Text provided
The most frequently used methods of physical cleaning are backwashing and aeration, which may also be called air scouring. In backwashing, permeation through the membranes is stopped momentarily. Air or water are flowed through the membranes in a reverse direction to physically push solids off of the membranes. In aeration, bubbles are produced in the tank water in which the membranes are immersed. As the bubbles rise, they agitate or scrub the membranes and thereby remove some solids. These two methods may also be combined and both may be performed at the end of the concentration step.

Examples of chemical cleaning methods are described in U.S. Pat. No. 5,403,479 in which chemical cleaning is performed without draining the tank or removing the membranes from the tank. In drinking water applications, the chemicals pass through the membranes when permeation is resumed resulting in unwanted concentrations of chemicals in the permeate.

SUMMARY OF INVENTION

It is an object of the present invention to improve on, or provide a useful alternative to, the prior art. It is another object of the invention to provide a method of cleaning immersed membranes or a filtration process using immersed membranes. The following summary is intended to introduce the reader to the invention but not to define it. The invention may reside in a combination or sub-combination of one or more apparatus elements or process steps described in this or other parts of this document or in the claims.

The inventors have observed that, despite regular backwashing, aeration or chemical cleaning, solids or sludge may still accumulate around the membrane fibers. In particular, sludge may build up in a layer above a lower header of a module of vertical fibers or in other areas of these or other types of modules that are difficult to contact with bubbles under ordinary air scouring. According to aspects of an embodiment of the invention there is provided a process for reducing the accumulation of sludge build-up on membrane fibers immersed in a liquid including: reducing the level of the liquid to or near an area of the membrane fibers having an accumulation of sludge and providing air scouring for a period of time with the liquid at this level in order to dislodge sludge or solids from the membrane fibers. While the invention is not limited to this theory, the inventors believe that energy released by the bubbles bursting at the lowered water surface is highly effective at removing sludge or solids build ups from problem areas in a module. The sludge may be removed from the membrane tank directly thereafter by draining the rest of the tank, or removed later.

In some embodiments the process described above is combined with steps for the operation of a filtering system, for example one having a cycle of permeation and deconcentration.

Other aspects and features of the present invention will become apparent upon review of the following description of exemplary embodiments of the invention.

Work instructions
In the membrane-cleaning text, what do the inventors believe makes air scouring at a lowered liquid level so effective at removing sludge?

[Stored entries]
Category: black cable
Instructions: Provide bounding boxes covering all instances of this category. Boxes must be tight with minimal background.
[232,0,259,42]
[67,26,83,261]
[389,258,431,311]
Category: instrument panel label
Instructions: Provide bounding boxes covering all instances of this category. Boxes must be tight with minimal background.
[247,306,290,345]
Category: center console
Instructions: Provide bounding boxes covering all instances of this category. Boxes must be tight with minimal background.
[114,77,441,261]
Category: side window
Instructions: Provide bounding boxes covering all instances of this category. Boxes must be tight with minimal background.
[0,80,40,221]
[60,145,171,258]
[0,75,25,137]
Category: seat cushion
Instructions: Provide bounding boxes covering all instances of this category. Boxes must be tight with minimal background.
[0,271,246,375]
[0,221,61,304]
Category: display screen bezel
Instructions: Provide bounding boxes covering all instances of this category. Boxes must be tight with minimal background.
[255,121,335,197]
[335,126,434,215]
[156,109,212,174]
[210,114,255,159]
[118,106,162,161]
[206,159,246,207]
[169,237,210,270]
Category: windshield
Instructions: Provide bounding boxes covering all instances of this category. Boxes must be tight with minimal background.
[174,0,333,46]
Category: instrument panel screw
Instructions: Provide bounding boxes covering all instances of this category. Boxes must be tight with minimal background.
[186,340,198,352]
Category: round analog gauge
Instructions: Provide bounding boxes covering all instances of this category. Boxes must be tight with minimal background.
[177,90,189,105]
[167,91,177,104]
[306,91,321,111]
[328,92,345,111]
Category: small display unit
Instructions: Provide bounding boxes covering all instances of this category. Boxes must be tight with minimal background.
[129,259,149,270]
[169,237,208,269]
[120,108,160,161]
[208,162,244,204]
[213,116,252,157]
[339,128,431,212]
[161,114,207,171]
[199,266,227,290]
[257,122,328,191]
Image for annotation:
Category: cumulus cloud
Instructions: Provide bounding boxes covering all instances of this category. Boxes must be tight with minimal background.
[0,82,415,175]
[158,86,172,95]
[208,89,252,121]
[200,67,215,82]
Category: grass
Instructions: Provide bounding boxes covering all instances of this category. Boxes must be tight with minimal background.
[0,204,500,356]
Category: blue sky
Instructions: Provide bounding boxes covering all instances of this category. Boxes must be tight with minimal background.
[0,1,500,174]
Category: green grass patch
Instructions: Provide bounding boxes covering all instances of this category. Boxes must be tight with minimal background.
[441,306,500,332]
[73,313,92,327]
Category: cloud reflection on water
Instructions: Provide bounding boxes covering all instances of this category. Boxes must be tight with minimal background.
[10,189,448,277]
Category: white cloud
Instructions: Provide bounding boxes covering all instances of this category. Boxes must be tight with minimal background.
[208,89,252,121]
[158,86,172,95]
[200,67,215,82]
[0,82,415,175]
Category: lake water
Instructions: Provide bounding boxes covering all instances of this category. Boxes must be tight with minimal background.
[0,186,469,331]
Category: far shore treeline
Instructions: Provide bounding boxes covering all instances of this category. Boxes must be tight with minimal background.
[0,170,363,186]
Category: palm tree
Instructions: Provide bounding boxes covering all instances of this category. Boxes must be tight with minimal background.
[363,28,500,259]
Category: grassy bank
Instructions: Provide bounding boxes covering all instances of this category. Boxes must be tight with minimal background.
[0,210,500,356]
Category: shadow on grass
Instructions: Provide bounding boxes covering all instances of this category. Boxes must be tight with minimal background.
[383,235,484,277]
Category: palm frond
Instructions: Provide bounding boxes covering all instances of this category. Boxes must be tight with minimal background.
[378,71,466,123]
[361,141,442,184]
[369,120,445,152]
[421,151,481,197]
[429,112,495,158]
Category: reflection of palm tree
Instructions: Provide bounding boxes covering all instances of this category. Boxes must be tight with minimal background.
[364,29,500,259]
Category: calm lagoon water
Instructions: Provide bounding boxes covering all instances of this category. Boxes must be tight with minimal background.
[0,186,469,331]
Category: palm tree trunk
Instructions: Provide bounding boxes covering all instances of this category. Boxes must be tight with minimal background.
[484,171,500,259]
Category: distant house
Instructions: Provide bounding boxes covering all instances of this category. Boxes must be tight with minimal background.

The solution
The energy released by bubbles bursting at the lowered water surface.